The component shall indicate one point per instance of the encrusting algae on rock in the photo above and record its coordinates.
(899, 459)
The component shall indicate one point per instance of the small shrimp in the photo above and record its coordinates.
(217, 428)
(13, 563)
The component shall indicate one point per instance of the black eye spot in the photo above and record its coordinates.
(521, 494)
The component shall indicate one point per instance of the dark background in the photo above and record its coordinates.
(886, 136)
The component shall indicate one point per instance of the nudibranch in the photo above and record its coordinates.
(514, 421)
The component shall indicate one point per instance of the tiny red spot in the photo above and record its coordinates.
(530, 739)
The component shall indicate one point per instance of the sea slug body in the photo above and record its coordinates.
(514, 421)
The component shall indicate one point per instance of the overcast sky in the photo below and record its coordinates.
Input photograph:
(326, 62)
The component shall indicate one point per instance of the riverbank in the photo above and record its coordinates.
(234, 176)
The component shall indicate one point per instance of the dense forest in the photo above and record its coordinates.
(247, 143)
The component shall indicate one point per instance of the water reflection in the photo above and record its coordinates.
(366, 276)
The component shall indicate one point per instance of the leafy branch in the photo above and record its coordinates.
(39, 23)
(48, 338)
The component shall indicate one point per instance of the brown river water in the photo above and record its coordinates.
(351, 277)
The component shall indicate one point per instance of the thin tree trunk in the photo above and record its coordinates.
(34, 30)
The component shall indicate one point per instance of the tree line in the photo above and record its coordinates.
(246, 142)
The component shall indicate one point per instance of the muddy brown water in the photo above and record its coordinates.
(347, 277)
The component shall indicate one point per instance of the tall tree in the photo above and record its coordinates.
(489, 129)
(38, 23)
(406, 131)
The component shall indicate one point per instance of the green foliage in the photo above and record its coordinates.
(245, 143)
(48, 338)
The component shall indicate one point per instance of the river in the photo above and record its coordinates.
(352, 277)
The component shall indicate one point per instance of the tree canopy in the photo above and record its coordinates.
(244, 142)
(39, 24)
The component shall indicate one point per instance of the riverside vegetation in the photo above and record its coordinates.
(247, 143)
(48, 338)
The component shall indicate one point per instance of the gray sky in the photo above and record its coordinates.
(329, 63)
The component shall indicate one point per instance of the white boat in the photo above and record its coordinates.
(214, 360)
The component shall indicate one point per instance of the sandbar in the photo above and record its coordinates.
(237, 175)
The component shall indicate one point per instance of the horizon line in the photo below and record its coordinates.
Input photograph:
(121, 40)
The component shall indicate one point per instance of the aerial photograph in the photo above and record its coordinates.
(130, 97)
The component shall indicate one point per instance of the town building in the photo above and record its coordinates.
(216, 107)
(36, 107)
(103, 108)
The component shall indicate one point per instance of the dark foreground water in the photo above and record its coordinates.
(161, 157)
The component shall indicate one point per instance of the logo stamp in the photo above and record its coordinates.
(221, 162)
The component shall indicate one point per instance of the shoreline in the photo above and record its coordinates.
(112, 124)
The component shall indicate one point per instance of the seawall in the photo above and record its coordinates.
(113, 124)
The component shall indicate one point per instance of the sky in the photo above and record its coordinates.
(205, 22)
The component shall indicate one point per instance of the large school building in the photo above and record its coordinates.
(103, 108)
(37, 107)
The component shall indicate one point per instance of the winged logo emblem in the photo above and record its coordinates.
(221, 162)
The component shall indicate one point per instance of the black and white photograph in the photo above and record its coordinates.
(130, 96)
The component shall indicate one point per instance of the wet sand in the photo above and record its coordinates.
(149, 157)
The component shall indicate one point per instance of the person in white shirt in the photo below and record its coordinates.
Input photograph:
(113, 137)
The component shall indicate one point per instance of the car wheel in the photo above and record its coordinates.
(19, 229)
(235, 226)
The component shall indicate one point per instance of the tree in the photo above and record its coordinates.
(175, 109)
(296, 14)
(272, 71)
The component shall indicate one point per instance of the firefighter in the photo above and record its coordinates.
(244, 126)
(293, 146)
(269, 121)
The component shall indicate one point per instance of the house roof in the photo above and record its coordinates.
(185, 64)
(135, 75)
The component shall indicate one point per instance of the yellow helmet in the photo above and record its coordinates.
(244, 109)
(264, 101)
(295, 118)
+++
## WRITTEN REQUEST
Please rewrite the records from the line that contains "The component shall indicate one point per instance of the house" through the end of the records, keeping every line and shifting each coordinate by adding 101 to both of its numbers.

## FULL SOLUTION
The component shall indicate one point per instance of the house roof in the photo above and record its coordinates.
(286, 165)
(236, 176)
The component shall indicate one point per instance of the yellow helmet in the photo above and record its coordinates.
(345, 210)
(365, 202)
(396, 219)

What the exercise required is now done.